> **What the exercise asks**: Could you please repeat the data below word for word?

------------------------------------

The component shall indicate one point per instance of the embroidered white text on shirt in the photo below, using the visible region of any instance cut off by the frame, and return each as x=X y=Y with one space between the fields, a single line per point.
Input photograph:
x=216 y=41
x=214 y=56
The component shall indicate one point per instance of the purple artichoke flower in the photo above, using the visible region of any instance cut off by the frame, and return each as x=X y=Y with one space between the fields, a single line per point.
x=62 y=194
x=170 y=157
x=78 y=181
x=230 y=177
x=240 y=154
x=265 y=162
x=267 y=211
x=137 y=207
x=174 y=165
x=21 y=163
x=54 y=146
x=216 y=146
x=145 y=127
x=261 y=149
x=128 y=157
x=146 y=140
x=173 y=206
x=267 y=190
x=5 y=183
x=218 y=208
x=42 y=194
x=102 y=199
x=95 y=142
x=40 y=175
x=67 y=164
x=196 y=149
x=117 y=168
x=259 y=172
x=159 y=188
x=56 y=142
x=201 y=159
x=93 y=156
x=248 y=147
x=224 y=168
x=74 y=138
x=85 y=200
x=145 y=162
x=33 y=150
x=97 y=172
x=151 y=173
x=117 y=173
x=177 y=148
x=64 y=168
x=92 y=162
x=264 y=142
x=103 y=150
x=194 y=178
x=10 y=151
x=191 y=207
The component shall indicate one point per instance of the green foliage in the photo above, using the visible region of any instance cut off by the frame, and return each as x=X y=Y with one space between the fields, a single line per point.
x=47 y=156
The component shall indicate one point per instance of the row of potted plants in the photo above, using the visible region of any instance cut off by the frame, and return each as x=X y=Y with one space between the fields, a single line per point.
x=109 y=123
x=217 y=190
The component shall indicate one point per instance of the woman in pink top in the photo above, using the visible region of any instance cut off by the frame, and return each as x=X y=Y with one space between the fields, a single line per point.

------------------------------------

> **Solved problem**:
The component shall indicate one point per instance of the embroidered white text on shirt in the photo below, using the visible region of any instance cut off by the frame, and return each as x=X y=Y with one space between the fields, a single line per point.
Input photograph:
x=216 y=41
x=214 y=56
The component shall indicate one point per instance of the purple artichoke flower in the photo above, using the visible region of any instance cut off by the frame, and return each as x=X y=Y with one space between the fields, a single line per point.
x=62 y=194
x=170 y=157
x=78 y=181
x=230 y=177
x=240 y=154
x=265 y=162
x=267 y=211
x=137 y=207
x=174 y=165
x=21 y=163
x=54 y=146
x=216 y=146
x=145 y=127
x=261 y=149
x=128 y=157
x=146 y=140
x=173 y=206
x=267 y=190
x=5 y=183
x=218 y=208
x=42 y=194
x=102 y=199
x=95 y=142
x=40 y=175
x=67 y=164
x=196 y=149
x=117 y=168
x=259 y=172
x=159 y=188
x=56 y=142
x=201 y=159
x=93 y=156
x=248 y=147
x=224 y=168
x=74 y=138
x=85 y=200
x=145 y=162
x=33 y=150
x=97 y=172
x=151 y=173
x=117 y=173
x=177 y=148
x=64 y=168
x=92 y=162
x=264 y=142
x=103 y=150
x=194 y=178
x=10 y=151
x=191 y=207
The component shall indicate one point per instance of the green foliage in the photo above, using the visible region of any instance cut off by the frame, and return each as x=X y=Y with one space between the fields, a single line per point.
x=47 y=156
The component shall indicate one point per instance of the row of potted plants in the photo above, using the visible region of any instance cut off by the frame, and return each as x=X y=Y with one space between the fields, a single line per point.
x=109 y=123
x=217 y=190
The component shall indicate one point per instance of the woman in pink top in the photo above, using the visible region of any instance cut off by the frame, and return each as x=X y=Y with one space between the fields, a single line per point.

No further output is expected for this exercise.